Task instructions -
#1 In the text on MIDI latency and jitter, about how long does a camera shutter take to operate?
#2 Retype the passage on MIDI latency and jitter from "Latency’s partner in" to "almost no jitter.".
#3 Extend the article on MIDI latency and jitter, picking up after its last sentence.

Allow me to introduce you to your new least favorite musical companions: latency and jitter. This evil pair can take what would have been a really stellar musical performance and digitally drag the life out of it. Because MIDI is becoming more and more a part of the everyday DJ vocabulary, it’s crucial to understand that not all MIDI systems are created equal. No matter how tight your playing is, sending it through a system that is beset by latency and jitter issues will result in a sound that does not necessarily reflect your skills.
Latency is the delay between when you strike a note and hear the resulting sound on your speakers. Usually this delay is measured in milliseconds. To give you a rough idea of what that amount of time feels like, the time it takes for a camera shutter to operate is about 9 ms. While milliseconds may appear to be a remarkably short amount of time, some studies have suggested that a musician can discern and play with musical variations down to 1.5 ms.
Latency’s partner in crime, jitter, is the average difference in time between each MIDI event’s latency. In other words, if you hit a cue point twice, and the measured latency was 7 ms for one hit and 15 ms for the other hit, the jitter would be 8 ms. A musician may learn to work with latencies and compensate for the delay, but there is no way to compensate for a different delay each time you hit a note. Significant jitter in a system can really kill the musical feel any instrument is supposed to have
THE BACK STORY
MIDI was originally developed as a way to control synthesizers with other keyboards and send useful digital information within an analog environment. In such a case, MIDI was very fast (0.32 ms per byte) and had almost no jitter.

Data shown -
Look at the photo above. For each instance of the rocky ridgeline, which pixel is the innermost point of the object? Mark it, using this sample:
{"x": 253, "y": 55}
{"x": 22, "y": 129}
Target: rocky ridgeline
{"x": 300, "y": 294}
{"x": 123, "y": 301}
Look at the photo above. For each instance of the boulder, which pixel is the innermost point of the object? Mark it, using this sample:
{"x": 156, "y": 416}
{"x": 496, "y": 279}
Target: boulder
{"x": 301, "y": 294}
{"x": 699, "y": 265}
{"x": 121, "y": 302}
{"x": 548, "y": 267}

* * *

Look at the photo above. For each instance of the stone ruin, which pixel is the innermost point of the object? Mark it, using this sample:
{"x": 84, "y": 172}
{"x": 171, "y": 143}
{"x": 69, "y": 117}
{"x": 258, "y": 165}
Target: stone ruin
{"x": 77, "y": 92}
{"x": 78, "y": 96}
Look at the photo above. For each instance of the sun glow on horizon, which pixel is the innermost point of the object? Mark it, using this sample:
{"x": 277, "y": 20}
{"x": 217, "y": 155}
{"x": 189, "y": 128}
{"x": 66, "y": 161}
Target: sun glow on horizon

--

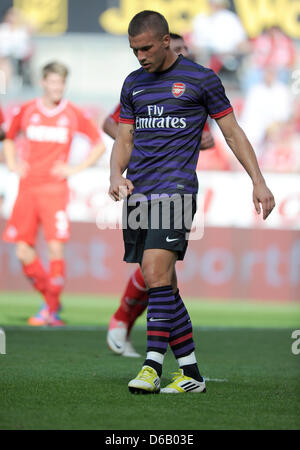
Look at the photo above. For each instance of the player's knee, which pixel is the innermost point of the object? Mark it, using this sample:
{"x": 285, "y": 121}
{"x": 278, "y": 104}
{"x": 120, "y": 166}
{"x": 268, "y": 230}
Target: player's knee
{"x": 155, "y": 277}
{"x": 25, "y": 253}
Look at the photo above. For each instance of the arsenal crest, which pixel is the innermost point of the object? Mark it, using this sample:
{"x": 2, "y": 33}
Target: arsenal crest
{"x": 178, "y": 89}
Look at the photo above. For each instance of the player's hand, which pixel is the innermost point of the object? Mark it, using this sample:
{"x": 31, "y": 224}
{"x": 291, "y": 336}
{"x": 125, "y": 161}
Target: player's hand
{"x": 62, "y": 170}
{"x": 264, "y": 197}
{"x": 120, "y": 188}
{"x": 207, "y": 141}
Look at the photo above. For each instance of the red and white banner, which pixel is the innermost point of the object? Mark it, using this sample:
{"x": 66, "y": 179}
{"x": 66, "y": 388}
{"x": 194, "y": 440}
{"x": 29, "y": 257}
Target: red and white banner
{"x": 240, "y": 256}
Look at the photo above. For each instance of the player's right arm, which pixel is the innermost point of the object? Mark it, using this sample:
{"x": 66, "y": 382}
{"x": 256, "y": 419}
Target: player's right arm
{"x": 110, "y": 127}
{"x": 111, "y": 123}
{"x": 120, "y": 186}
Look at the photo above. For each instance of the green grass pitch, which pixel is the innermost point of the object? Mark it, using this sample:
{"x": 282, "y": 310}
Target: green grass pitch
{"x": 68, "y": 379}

Results -
#1 About 9 ms.

#2
Latency’s partner in crime, jitter, is the average difference in time between each MIDI event’s latency. In other words, if you hit a cue point twice, and the measured latency was 7 ms for one hit and 15 ms for the other hit, the jitter would be 8 ms. A musician may learn to work with latencies and compensate for the delay, but there is no way to compensate for a different delay each time you hit a note. Significant jitter in a system can really kill the musical feel any instrument is supposed to have
THE BACK STORY
MIDI was originally developed as a way to control synthesizers with other keyboards and send useful digital information within an analog environment. In such a case, MIDI was very fast (0.32 ms per byte) and had almost no jitter.

#3
The problem came when music companies started to send MIDI to computers over cables such as USB. The drivers that are required for those devices to communicate with the computer introduced all the problems of modern MIDI and can vary wildly between computer systems and MIDI interfaces. Rather than getting better, the performance of MIDI over USB seems to have gotten worse over time.
HOW BAD IS BAD?
Most people agree that anything fewer than 10 ms is generally acceptable in real-time music environments. That number, however, is the total latency of your system, which comprises several different stages of latency, including the most significant: your audio card. While there are actually many more parts of the system that can introduce a delay, the two most significant are: 1) the time it takes for your key press to be recognized by the software (MIDI latency), and 2) the time it takes for the sound to travel from the software to the speakers (audio latency). With the speed of computers increasing and audio drivers getting better all the time, audio latencies of 3 to 7 ms are realistic. That leaves only about 3 ms of MIDI latency if we want to stay under our target system goal. In terms of jitter, 1 ms is ideal and anything larger than 2 ms will start to affect performance. The good news? Those figures are achievable. The bad news? Some MIDI interfaces have been tested to have as much as 20 ms of latency and 12 ms of jitter.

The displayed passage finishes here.